What to do
Reproduce the material word for word, from its first line through the line containing "point(282, 237)".

Start of Given entries

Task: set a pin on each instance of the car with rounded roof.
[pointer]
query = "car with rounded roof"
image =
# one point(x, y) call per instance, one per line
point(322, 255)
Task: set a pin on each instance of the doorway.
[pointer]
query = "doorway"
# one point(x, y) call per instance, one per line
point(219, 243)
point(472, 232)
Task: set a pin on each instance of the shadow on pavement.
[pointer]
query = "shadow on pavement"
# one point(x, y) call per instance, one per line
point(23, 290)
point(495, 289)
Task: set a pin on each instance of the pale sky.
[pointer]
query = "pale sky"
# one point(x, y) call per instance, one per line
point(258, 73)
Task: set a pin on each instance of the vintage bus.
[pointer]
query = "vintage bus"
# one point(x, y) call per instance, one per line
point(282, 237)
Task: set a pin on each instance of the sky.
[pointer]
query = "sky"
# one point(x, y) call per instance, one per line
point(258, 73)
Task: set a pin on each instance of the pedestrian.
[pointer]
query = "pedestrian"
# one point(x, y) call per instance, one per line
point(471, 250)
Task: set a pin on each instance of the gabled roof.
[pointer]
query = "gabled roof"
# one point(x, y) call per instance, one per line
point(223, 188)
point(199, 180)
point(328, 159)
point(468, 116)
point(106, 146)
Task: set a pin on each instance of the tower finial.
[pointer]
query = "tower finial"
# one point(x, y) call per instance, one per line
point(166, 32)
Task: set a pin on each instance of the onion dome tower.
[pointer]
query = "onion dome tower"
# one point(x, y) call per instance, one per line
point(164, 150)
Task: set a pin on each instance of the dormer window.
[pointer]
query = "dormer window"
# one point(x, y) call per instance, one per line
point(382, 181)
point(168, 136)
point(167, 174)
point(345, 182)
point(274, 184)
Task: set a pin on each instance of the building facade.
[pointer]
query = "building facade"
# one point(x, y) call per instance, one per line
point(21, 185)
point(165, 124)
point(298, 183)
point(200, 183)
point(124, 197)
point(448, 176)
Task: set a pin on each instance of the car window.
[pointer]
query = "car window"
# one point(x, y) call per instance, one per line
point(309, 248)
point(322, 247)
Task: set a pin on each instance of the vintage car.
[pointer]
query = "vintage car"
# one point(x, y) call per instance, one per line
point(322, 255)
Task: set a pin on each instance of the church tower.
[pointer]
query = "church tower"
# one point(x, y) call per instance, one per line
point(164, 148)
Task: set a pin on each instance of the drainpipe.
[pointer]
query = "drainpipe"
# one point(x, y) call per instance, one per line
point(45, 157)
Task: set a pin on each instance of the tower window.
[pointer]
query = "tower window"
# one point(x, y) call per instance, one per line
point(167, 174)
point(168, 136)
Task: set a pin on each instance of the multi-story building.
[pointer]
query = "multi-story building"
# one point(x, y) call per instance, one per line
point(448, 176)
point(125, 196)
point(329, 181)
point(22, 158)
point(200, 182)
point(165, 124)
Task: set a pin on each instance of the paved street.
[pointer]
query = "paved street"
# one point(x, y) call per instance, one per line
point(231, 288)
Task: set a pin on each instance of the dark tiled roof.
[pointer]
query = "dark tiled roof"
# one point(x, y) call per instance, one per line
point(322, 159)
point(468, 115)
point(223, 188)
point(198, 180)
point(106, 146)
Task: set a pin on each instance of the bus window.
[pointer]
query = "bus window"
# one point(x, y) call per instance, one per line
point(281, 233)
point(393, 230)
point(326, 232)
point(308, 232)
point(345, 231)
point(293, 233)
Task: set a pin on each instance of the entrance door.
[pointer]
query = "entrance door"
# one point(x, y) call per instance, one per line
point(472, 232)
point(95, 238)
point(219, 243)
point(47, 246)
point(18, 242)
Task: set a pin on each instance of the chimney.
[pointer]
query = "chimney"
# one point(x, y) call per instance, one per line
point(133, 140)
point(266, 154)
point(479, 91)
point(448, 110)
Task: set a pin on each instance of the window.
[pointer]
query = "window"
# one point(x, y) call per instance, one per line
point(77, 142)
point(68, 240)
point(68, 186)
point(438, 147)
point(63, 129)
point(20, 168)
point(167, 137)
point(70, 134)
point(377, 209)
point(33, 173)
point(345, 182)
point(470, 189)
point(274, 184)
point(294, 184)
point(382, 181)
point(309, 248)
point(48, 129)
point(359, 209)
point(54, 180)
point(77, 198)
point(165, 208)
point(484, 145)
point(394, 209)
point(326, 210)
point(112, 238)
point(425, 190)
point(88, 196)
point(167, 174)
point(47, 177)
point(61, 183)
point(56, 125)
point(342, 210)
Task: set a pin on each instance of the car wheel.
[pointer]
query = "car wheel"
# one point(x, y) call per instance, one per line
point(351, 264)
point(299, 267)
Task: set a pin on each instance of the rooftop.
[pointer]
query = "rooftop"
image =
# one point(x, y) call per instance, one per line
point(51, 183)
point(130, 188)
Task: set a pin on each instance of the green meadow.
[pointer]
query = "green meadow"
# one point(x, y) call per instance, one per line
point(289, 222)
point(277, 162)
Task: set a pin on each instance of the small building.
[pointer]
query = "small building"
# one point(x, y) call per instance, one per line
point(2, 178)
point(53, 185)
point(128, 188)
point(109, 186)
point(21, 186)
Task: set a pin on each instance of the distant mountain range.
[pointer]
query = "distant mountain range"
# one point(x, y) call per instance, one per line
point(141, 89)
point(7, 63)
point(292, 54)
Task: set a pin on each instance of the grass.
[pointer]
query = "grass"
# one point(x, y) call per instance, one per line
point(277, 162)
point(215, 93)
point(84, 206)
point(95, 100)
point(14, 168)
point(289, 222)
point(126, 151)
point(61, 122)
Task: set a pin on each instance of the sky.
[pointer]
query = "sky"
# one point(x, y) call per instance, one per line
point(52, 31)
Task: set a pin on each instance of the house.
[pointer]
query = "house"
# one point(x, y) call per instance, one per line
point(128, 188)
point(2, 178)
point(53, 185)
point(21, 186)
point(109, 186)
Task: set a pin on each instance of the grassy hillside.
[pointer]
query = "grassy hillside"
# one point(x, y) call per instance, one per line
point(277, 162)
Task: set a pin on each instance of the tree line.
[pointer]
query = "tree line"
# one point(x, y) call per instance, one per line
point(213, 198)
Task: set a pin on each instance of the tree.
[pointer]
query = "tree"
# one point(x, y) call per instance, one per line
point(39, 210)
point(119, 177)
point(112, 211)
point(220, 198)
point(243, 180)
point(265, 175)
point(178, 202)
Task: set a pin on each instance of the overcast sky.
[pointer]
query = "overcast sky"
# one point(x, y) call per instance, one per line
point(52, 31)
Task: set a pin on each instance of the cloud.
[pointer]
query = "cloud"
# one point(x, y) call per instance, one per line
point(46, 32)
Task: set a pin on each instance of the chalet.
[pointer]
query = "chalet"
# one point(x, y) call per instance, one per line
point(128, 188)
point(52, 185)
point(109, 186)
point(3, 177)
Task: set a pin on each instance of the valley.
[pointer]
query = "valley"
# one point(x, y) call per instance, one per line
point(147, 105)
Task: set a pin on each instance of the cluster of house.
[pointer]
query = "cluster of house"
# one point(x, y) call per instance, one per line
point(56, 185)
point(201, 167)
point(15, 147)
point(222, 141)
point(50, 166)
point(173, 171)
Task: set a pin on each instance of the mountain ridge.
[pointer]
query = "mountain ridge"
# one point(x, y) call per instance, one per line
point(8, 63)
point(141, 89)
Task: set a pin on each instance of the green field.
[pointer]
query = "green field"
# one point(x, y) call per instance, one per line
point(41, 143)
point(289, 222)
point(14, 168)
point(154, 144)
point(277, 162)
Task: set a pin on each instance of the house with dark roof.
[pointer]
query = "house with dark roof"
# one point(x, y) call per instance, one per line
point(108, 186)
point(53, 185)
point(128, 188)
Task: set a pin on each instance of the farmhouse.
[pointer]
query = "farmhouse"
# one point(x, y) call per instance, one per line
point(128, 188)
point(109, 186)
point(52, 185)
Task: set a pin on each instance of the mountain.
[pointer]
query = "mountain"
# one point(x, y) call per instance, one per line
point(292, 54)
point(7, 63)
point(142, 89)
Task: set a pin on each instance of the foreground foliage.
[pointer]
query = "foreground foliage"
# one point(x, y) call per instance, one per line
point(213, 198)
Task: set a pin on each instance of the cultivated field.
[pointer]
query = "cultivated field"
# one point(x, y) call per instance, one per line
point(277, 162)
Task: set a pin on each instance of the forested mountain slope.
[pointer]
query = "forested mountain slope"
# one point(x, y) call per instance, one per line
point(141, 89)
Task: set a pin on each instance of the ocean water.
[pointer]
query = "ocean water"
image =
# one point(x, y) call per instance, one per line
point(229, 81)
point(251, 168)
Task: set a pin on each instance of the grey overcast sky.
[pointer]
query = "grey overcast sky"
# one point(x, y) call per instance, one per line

End of Given entries

Task response
Task: set a pin on each instance of the car with rounded roof.
[pointer]
query = "car with rounded roof"
image =
# one point(x, y) call per instance, one per line
point(322, 255)
Task: set a pin on each instance of the doorway.
[pointer]
query = "doorway"
# one point(x, y) call per instance, one per line
point(219, 243)
point(472, 232)
Task: set a pin on each instance of the shadow on pavement.
[pointer]
query = "shadow on pavement"
# one point(x, y) call per instance, one per line
point(23, 290)
point(495, 289)
Task: set a pin on each instance of the pale sky.
[pointer]
query = "pale sky"
# one point(x, y) call per instance, one per line
point(258, 73)
Task: set a pin on each instance of the vintage bus.
[pointer]
query = "vintage bus"
# one point(x, y) call per instance, one per line
point(282, 237)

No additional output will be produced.